- TASKS -
• A. In the post about Taslima, which city did she choose as her second home?
• B. In the post about Taslima, write out the text between "But it proves" and "poem dated 3.02.08.", inclusive, substituting "fading" for "withering away".
• C. Using the post about Taslima, decide whether each statement agrees with it: (i) the government of Bengal forced Taslima out of Kolkata; (ii) Taslima's poem is dated 3.02.08; (iii) Taslima stayed in America for a while before settling in India. Answer yes or no for each and quote the words that decide it.

- SOURCE TEXT -
····················

Taslima’s is a case of nasty human rights abuse. She is an internationally known writer, and whether you like it or not, she has her own conviction and deals with the real, hard things of life (religion being one of them) which few writers dare in these times. Why would she be interned at all, and this in a country which touts itself as the biggest democracy of the world? Is she a political activist? Is she a threat to India?
Poor Taslima! Her travails as a writer began years ago when she was hounded out of her own country Bangladesh by the fundamentalists. She had to leave for, and stay in Europe for a while before she made up her mind to base in secular India. She chose Kolkata, Bengal her second home. But the so-called Marxist government of Bengal didn’t put up with her for long, and they forced her out of Kolkata overnight in a savage manner. Delhi took charge of her now. One expected it would look into the much-heckled writer’s case sympathetically following in the tradition of great Indian democracy.
But it proves to be a travesty. The government at the centre just connives with the state government to shut her up in a more ghastly way. In fact, it wants Taslima to leave the country for ever. In Indian democracy, the value of minority votebank is more important than the dignity of a worthy writer!
As of now, Taslima is withering away day by day, and she loses her desire to live.
She works out her frustration in a poem dated 3.02.08.
“From now on, don’t speak the truth, Taslima
This is not the age of Galilio,
Even in this 21st century, you’re pushed aside for your truth
By the society, exiled off your country, house-arrested in another country…
Don’t speak the truth, Taslima.”
Courtesy: Dainik Statesman, Kolkata
- Mrinal Bose's blog
- 1697 reads


Hi Mrinal, This is the
Hi Mrinal,
This is the first time I've heard of Taslima and her plight. Our sympathies are with her. Is there a way for us to help?
Hi Noid, Thanks for your
Hi Noid,
Thanks for your concern. Why don't you and your writer-friends send a fax message to Mr. Manmohon Singh, the Prime Minister of India, asking him to intervene, and behave with Taslima Nasreen sensibly and honour her wish to go back to Kolkata where she had been staying so long, and give back her freedom of expression and creativity? Fax No: 011-2301-6857.

····················

- SUPPLIED RECORDS -
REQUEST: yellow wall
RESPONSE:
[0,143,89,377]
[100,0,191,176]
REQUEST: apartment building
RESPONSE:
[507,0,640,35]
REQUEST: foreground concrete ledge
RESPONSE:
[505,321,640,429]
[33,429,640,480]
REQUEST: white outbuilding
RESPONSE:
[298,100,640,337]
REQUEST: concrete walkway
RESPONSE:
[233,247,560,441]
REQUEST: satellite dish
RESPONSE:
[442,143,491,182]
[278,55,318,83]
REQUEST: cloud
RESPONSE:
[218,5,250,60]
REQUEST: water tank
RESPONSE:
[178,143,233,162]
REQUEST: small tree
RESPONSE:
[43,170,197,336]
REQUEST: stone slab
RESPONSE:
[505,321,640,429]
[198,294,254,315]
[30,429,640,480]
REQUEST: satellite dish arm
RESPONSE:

····················

- THE ANSWERS -
• A. Kolkata

• B.
But it proves to be a travesty. The government at the centre just connives with the state government to shut her up in a more ghastly way. In fact, it wants Taslima to leave the country for ever. In Indian democracy, the value of minority votebank is more important than the dignity of a worthy writer!
As of now, Taslima is fading day by day, and she loses her desire to live.
She works out her frustration in a poem dated 3.02.08.

• C.
(i) Yes: "they forced her out of Kolkata overnight in a savage manner."
(ii) Yes: "She works out her frustration in a poem dated 3.02.08."
(iii) No: "She had to leave for, and stay in Europe for a while before she made up her mind to base in secular India."